It was strongly recommended that terms such as ‘withdrawal’, ‘lost to follow-up’ or ‘dropout’ without specifying the underlying reason were avoided as they are uninformative and ambiguous.
The full recommendation is available in Supplemental Material 2.
6. Distinguish participants who want to withdraw from providing any further data from participants who wish to withdraw from part of the study protocol but consent to ongoing data collection or access.
The importance of continuing to collect data even if the participant withdraws from the intervention was stressed by methodologists to enable intention to treat analyses to be conducted.
7. Monitor and address missing data during the trial.
Monitoring the amount and reasons for missing data for each trial arm and addressing any modifiable reasons as soon as possible was recommended to minimise the impact of missing data as the trial proceeds.
Handling missing data recommendations
Recommendations for reducing missing data are given in Table 5.
1. Include a statistician in the trial team during the design, conduct and analysis stages of the study.
Methodologists and trialists highlighted the importance of including statisticians at the start of the trial, as they have expertise on how to optimise trial design to minimise the impact of missing data, as well as how to analyse and interpret findings.
2. Decide how missing data will be handled in the design and conduct of the study and in its analysis, and report these decisions in the protocol and statistical analysis plan.

## Records taken from a dataset

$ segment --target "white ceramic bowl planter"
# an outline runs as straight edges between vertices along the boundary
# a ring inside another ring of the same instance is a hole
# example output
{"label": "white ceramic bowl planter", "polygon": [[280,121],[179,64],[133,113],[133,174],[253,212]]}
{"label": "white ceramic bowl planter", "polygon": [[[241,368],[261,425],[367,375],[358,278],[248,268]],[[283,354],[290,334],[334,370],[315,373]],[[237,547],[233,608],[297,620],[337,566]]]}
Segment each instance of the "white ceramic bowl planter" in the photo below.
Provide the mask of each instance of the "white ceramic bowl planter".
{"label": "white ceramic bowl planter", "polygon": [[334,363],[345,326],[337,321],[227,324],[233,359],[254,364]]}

## What you have to do
Reproduce the passage on missing trial data from "The importance of continuing" to "to be conducted.", swapping "intervention" for "treatment".

## Response box
The importance of continuing to collect data even if the participant withdraws from the treatment was stressed by methodologists to enable intention to treat analyses to be conducted.